=== PROMPT ===
Output, with no changes, the span of lines that opens with the line containing "In this exercise you will mark the red underline" and closes with the last line.

Stored entries
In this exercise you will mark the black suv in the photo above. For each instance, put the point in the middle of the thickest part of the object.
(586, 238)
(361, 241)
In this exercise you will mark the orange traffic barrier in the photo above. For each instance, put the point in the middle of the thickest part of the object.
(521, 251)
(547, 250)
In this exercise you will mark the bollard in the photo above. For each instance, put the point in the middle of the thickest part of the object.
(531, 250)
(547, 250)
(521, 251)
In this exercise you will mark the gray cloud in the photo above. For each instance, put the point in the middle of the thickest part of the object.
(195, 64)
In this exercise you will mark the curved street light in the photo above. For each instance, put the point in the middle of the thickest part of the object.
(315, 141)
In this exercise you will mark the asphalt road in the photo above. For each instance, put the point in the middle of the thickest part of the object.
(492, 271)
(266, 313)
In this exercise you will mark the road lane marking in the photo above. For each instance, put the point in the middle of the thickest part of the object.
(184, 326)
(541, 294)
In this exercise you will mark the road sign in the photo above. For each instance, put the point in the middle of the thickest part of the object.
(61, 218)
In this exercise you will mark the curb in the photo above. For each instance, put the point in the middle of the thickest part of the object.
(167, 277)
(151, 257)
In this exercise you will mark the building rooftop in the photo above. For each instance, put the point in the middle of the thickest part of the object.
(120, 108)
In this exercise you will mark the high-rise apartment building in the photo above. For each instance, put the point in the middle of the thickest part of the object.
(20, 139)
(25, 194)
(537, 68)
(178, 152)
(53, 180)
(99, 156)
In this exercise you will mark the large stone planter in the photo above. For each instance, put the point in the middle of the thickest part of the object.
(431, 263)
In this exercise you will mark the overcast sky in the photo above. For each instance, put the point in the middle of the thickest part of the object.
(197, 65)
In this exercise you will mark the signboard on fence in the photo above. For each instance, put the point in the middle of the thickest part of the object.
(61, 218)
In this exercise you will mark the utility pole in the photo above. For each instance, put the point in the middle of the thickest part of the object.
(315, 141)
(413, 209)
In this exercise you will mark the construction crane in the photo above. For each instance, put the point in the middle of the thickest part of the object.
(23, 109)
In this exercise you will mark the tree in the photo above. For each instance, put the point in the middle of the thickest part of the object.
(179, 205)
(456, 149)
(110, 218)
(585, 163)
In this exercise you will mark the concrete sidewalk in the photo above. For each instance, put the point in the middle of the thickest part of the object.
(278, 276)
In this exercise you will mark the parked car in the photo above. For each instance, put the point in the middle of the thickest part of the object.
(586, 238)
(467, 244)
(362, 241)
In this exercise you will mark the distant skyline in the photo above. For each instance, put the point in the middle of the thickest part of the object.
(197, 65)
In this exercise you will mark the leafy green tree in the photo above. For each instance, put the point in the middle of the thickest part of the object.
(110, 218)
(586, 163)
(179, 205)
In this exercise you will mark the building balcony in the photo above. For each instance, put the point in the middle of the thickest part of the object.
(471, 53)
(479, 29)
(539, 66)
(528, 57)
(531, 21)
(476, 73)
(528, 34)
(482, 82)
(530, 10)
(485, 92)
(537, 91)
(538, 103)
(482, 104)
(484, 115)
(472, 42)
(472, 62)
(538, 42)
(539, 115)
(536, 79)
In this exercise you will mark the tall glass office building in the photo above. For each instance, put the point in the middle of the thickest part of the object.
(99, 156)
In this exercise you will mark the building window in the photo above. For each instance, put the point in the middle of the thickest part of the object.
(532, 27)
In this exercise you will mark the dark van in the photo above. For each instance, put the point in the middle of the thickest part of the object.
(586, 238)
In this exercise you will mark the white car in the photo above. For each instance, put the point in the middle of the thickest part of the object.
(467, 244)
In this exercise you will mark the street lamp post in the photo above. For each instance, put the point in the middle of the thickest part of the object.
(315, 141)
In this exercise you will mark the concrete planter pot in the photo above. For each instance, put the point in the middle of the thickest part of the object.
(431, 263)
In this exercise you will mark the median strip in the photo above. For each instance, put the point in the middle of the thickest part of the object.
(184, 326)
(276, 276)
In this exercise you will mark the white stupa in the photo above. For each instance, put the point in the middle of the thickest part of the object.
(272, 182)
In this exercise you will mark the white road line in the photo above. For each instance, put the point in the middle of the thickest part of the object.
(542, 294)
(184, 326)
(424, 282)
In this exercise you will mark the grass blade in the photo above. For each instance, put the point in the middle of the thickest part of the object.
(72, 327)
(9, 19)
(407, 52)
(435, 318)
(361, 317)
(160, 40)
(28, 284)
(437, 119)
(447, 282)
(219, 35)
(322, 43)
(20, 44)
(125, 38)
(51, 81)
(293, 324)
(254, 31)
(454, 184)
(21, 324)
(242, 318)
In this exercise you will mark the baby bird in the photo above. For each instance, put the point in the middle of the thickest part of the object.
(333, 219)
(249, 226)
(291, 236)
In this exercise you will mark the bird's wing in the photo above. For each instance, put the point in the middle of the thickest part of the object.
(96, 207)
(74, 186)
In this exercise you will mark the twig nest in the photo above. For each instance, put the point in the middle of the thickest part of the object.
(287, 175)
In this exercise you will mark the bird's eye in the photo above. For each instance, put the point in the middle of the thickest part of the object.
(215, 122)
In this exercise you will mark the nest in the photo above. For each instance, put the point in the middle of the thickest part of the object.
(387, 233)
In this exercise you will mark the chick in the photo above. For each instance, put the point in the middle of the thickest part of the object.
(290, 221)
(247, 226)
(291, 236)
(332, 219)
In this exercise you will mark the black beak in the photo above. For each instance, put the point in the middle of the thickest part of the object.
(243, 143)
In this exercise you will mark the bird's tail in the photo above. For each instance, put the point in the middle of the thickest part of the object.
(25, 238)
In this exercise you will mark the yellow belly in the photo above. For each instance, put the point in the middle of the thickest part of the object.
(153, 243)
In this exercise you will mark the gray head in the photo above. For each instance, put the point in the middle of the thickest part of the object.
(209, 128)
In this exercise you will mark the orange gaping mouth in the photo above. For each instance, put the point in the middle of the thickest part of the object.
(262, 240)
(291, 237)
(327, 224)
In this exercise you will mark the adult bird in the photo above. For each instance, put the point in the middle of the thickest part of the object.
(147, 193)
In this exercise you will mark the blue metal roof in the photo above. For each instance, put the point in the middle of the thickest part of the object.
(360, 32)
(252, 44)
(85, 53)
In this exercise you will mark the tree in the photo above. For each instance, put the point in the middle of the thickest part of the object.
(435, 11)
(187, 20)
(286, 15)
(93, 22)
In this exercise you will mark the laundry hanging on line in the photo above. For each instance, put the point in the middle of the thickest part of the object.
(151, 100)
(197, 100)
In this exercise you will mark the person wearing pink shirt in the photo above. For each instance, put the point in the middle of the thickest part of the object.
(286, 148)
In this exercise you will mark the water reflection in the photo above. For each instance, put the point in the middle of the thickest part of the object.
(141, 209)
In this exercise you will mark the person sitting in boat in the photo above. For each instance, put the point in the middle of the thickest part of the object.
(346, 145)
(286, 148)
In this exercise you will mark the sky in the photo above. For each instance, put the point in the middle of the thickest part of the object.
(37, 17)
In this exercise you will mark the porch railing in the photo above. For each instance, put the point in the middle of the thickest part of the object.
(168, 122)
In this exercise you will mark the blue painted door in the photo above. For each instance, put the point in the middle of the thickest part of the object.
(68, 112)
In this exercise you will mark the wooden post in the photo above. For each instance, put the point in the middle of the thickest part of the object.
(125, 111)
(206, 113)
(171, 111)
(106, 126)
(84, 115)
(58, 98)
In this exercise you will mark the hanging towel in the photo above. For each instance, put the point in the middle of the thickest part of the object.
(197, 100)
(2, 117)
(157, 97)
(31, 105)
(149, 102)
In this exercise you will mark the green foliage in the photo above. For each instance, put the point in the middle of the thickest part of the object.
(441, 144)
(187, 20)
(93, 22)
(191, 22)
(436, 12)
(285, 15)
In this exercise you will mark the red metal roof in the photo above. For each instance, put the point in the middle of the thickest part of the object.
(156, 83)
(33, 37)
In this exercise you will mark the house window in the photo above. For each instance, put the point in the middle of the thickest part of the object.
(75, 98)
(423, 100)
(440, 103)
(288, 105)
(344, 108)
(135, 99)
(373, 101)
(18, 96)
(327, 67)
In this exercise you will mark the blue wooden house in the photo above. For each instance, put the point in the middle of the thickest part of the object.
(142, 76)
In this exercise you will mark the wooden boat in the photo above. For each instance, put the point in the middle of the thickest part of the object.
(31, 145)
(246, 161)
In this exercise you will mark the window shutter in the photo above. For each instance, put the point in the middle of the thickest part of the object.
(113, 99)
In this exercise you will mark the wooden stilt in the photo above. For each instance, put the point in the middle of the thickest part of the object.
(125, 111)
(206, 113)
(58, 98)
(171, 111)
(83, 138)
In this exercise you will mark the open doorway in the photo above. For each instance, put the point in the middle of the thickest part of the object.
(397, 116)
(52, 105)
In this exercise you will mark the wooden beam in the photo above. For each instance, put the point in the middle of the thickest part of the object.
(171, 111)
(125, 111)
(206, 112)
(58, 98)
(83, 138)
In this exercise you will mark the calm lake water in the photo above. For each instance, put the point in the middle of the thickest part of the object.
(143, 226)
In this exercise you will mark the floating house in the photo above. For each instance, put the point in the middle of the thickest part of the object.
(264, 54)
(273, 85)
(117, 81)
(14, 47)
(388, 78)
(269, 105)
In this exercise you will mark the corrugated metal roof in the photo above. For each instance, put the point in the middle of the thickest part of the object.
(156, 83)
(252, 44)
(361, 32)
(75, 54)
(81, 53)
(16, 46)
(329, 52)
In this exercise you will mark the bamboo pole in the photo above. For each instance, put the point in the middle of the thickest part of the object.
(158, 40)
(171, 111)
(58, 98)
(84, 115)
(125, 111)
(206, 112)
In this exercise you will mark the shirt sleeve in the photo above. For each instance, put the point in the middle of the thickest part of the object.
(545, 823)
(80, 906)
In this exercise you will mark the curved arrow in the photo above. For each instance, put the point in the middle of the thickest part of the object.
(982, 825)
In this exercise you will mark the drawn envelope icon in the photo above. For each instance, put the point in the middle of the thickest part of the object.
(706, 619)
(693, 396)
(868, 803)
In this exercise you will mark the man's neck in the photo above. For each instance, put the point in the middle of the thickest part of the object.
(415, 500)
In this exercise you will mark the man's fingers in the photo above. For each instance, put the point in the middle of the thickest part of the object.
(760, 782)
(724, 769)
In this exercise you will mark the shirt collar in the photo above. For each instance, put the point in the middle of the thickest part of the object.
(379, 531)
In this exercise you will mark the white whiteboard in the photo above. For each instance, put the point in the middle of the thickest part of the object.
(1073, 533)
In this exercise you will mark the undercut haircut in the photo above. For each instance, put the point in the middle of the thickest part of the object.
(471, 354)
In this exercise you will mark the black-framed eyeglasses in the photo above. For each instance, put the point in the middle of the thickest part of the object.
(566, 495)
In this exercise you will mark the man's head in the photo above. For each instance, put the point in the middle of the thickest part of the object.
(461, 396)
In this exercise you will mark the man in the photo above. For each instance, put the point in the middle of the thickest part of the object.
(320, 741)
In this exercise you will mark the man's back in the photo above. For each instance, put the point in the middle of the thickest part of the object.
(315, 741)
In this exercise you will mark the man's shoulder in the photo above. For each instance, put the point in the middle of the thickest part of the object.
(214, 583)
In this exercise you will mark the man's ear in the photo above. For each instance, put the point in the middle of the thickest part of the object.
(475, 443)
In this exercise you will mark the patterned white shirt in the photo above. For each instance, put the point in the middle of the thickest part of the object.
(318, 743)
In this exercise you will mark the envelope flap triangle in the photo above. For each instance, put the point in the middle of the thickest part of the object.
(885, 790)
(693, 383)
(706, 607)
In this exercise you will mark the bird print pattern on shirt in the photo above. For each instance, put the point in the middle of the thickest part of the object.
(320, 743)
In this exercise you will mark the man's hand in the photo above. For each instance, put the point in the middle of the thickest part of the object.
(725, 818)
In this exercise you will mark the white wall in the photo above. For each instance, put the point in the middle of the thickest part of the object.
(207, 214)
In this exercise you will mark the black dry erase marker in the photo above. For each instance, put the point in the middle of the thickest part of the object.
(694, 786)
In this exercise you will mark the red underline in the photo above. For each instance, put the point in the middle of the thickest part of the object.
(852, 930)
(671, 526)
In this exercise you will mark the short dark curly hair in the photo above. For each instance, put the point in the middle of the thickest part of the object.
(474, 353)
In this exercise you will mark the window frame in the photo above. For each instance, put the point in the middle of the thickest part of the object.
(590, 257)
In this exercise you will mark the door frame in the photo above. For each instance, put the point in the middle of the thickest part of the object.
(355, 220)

=== TASK OUTPUT ===
In this exercise you will mark the red underline in the photo above. For each instance, put the point in the middle of the thickest part of the object.
(852, 930)
(671, 526)
In this exercise you will mark the short dark curly hair in the photo above. For each instance, put the point in the middle of the thickest part of the object.
(474, 353)
In this exercise you will mark the window frame in the photo above. For each instance, put the point in the middle of the thickest part of the object.
(590, 257)
In this exercise you will mark the door frame in the photo above. For each instance, put the point in the middle of the thickest part of the object.
(355, 220)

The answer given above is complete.